- **Exercise**: Copy each of the items below word for word, leaving out the pictures.

===== Provided material

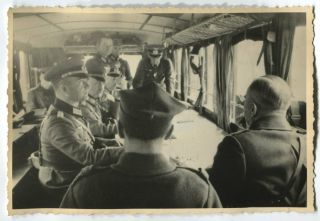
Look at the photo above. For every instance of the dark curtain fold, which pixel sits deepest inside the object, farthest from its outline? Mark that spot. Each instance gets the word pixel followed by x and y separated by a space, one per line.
pixel 223 55
pixel 184 73
pixel 278 45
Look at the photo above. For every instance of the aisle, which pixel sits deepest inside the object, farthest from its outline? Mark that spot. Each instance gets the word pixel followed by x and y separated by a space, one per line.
pixel 196 139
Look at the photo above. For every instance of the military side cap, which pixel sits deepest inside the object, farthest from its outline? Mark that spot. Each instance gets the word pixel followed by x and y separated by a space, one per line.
pixel 155 50
pixel 95 69
pixel 71 67
pixel 148 110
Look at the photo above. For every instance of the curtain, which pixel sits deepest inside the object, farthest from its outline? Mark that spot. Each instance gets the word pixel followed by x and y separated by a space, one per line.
pixel 278 45
pixel 184 73
pixel 223 55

==========

- **Answer to the task**:
Look at the photo above. For every instance of the dark curtain fold, which pixel sits deepest inside the object, farthest from its outline? Mark that spot. Each instance gets the word pixel followed by x and y separated by a space, one per line.
pixel 223 55
pixel 184 73
pixel 278 45
Look at the photo above. For every instance of the aisle, which pixel sits deepest inside the object, farthest from its outline? Mark that spot. Each instance gets the word pixel followed by x and y separated by a space, one per line.
pixel 196 139
Look at the photo above. For every instance of the military side cap, which pixel sits deepest inside the object, farthest from its outline? Mark that spot. Each instance gets the word pixel followed by x and y separated by a space, one per line.
pixel 155 50
pixel 95 69
pixel 71 67
pixel 148 110
Look at the photo above. For every instance of the curtain, which pixel sits deepest inside the object, farthest from its outline? Mark that spot. Each instance gets the word pixel followed by x and y separated by a space, one per line.
pixel 278 45
pixel 184 73
pixel 223 55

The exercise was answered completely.